‘Youngsters love two-wheelers but hate helmets citing lame reasons'
Cases of youngsters, including students, dying in road accidents have brought into sharp focus the reluctance among the youth to adopt safety measures while driving. With the new academic year set to begin, the emphasis is on sensitising college students to the risk of ignoring helmets and seat belts.
Only 10 per cent of the people in Coimbatore city wear helmets, says an official in the City Police's Traffic Investigation Wing (TIW).
The number of accidents registered by the wing in 2011 was 1,126, of which 254 were fatal. Till May this year, 449 accident cases were registered and 112 of these were fatal. While the TIW says it does not have a specific number of head injury cases, it says the number of two-wheelers involved in these accidents was more.
Police have identified Sathyamangalam Road, Palakkad Road, Podanur Road, Lakshmi Mills Junction, SNR Junction, Thottipalayam Pirivu, Chinniampalayam Junction and Cross Cut Road as accident prone areas.
Many of the accident victims had suffered severe head injuries because they did not wear helmets. They die at a productive age; some of them during a brilliant academic phase and some others when they are at the threshold of a promising career.
Doctors, especially trauma care specialists, bemoan the attitude of the public, especially youngsters, who cite untenable reasons such as the risk of balding for not wearing helmets. The commonest reason for not wearing a seat belt is the shirt getting crumpled. Non-enforcement of helmet and seat belt rule is also blamed for this situation.
While an engineering student says it is quite uncomfortable wearing a helmet during summer, a young professional claims it reduces audibility and one cannot hear the mobile phone's ring. But, there are youngsters who value safety.
K.L. Sai Sharada, a third year engineering student of Coimbatore Institute of Technology, says “A college mate used to wear helmet grudgingly. But, she realised the value of the helmet when she met with an accident. The helmet prevented serious head injury.”

## DATA ROWS
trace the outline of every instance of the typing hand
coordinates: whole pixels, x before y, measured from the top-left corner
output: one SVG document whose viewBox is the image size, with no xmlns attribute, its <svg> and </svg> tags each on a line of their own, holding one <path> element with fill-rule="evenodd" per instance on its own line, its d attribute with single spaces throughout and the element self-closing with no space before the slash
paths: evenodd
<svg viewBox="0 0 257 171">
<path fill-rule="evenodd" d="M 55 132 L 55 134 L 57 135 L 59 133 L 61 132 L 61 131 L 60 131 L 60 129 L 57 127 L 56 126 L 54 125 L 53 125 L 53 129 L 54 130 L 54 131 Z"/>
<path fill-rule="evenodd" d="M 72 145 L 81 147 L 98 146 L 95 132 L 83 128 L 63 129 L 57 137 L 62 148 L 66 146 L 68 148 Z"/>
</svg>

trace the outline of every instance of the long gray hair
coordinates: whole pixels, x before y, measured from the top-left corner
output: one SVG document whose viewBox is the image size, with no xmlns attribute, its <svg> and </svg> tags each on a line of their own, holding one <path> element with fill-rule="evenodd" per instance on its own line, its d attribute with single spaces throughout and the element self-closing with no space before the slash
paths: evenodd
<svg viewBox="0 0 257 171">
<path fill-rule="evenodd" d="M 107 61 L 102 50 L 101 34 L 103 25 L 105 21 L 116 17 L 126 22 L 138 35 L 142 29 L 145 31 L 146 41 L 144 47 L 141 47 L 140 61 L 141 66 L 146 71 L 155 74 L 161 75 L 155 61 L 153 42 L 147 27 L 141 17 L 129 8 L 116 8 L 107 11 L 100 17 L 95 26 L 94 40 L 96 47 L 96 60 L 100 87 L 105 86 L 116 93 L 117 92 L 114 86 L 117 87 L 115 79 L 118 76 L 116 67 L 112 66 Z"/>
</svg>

## WORK TO DO
(a) In the helmet article, restate the stretch from "Police have identified" through "a promising career.", switching "accident prone areas" to "high-risk stretches".
(b) Answer these from the helmet article:
(i) How many accidents did the wing register in 2011?
(ii) What is the commonest reason given for not wearing a seat belt?
(iii) Which institution does K.L. Sai Sharada attend?

## RESULTS OF THE EXERCISE
(a)
Police have identified Sathyamangalam Road, Palakkad Road, Podanur Road, Lakshmi Mills Junction, SNR Junction, Thottipalayam Pirivu, Chinniampalayam Junction and Cross Cut Road as high-risk stretches.
Many of the accident victims had suffered severe head injuries because they did not wear helmets. They die at a productive age; some of them during a brilliant academic phase and some others when they are at the threshold of a promising career.

(b)
(i) 1,126
(ii) The shirt getting crumpled
(iii) Coimbatore Institute of Technology